** HOW TO COMPLETE THIS TASK **
Every entry below, from first to last, should be copied exactly.

== RECORDS FOR THIS TASK

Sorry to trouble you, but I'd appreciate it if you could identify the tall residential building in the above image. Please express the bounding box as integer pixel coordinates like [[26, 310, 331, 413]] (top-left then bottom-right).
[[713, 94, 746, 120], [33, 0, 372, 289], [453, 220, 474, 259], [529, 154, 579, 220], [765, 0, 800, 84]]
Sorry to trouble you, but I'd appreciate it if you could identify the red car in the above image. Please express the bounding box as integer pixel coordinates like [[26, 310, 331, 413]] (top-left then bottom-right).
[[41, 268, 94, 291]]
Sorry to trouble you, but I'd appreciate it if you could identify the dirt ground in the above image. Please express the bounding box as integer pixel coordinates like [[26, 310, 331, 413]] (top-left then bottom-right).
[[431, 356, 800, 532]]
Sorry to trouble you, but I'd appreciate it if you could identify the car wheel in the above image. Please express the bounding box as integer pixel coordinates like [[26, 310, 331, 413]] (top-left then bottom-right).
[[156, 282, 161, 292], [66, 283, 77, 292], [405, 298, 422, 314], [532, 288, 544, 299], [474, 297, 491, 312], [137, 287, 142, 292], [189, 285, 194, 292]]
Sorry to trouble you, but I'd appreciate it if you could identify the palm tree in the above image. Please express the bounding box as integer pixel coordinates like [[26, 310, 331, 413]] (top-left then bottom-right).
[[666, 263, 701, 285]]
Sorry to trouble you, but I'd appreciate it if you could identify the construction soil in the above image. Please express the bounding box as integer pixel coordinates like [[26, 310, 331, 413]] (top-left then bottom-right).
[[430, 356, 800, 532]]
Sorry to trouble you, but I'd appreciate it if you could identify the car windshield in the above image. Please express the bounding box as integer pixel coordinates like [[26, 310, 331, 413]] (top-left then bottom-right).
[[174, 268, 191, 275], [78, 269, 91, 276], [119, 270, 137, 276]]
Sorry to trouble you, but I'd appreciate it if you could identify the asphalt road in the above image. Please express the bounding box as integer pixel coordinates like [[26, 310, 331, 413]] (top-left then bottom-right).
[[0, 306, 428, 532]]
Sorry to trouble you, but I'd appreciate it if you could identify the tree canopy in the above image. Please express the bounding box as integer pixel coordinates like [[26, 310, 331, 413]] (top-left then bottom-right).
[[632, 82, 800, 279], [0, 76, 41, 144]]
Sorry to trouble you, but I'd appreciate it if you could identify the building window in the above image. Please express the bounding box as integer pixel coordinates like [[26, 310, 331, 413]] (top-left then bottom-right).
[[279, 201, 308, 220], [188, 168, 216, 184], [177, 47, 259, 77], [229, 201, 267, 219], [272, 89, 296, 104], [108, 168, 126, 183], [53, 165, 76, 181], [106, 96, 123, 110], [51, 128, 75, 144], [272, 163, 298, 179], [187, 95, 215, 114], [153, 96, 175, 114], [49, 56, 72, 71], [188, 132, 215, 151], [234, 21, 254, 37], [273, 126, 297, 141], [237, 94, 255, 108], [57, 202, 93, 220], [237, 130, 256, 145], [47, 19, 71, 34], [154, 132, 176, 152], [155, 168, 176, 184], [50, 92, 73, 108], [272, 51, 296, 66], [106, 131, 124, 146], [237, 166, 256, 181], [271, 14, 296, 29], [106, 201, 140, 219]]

====

** RESULT OF THE EXERCISE **
Sorry to trouble you, but I'd appreciate it if you could identify the tall residential building in the above image. Please express the bounding box as integer pixel coordinates like [[26, 310, 331, 413]] (top-left then bottom-right).
[[713, 94, 746, 120], [33, 0, 372, 289], [453, 220, 474, 259], [529, 154, 579, 220], [765, 0, 800, 84]]
Sorry to trouble you, but I'd appreciate it if you could identify the red car in the above image. Please express the bounding box as integer pixel coordinates like [[26, 310, 331, 413]] (top-left then bottom-right).
[[41, 268, 94, 291]]
Sorry to trouble you, but I'd appreciate it if you could identify the dirt ground in the above image. Please express the bounding box as integer pixel coordinates like [[26, 310, 331, 413]] (top-left then bottom-right).
[[431, 356, 800, 532]]
Sorry to trouble you, but I'd appreciate it if you could identify the car wheel in the above image. Please express the bounding box as integer pixel coordinates like [[26, 310, 331, 413]] (top-left then bottom-right).
[[156, 282, 161, 292], [66, 283, 77, 292], [405, 298, 422, 314], [532, 288, 544, 299], [474, 297, 491, 312], [137, 287, 142, 292], [189, 285, 194, 292]]
Sorry to trouble you, but I'd appreciate it if you could identify the palm tree in the above image. Please express the bounding box as integer pixel coordinates like [[26, 310, 331, 413]] (top-left then bottom-right).
[[666, 263, 701, 285]]
Sorry to trouble you, but I'd appreciate it if you could identify the construction soil in the above image. Please express the bounding box as integer pixel coordinates like [[26, 310, 331, 413]] (top-left then bottom-right).
[[430, 356, 800, 532]]
Sorry to trouble you, but I'd appreciate it if you could identify the car windshield in the above image. Please express the bounding box as integer pixel coordinates like [[26, 310, 331, 413]] (top-left then bottom-right).
[[174, 268, 191, 275], [78, 269, 91, 276], [119, 270, 137, 276]]
Sorry to trouble you, but I'd appreciate it if you could identify the asphalt road in the above image. Please express the bounding box as integer pixel coordinates like [[26, 310, 331, 413]] (top-left then bottom-right).
[[0, 306, 428, 532]]
Sorry to trouble you, but I'd appreciate it if you could identify the tree canopy in the above image. Please express the bounding box as integer pixel coordinates like [[26, 310, 331, 413]] (top-left then bottom-right).
[[632, 82, 800, 279], [0, 76, 41, 144]]
Sorry to trouble you, but I'd appreciate it if you could identify the building window in the above image. Please express the bounding box as integer pixel coordinates like [[26, 310, 331, 413]] (top-left then bottom-right).
[[279, 201, 308, 220], [188, 168, 216, 184], [177, 47, 259, 77], [229, 201, 267, 219], [272, 89, 296, 104], [108, 168, 126, 183], [53, 165, 76, 181], [106, 96, 123, 110], [51, 128, 75, 144], [272, 163, 298, 179], [187, 95, 215, 114], [153, 96, 175, 114], [49, 56, 72, 71], [188, 132, 215, 151], [234, 21, 254, 37], [273, 126, 297, 141], [237, 94, 255, 108], [57, 202, 93, 220], [237, 130, 256, 145], [47, 19, 71, 34], [154, 132, 176, 152], [155, 168, 176, 184], [50, 92, 73, 108], [272, 51, 296, 66], [106, 131, 124, 146], [237, 166, 256, 181], [271, 14, 296, 29], [106, 201, 140, 219]]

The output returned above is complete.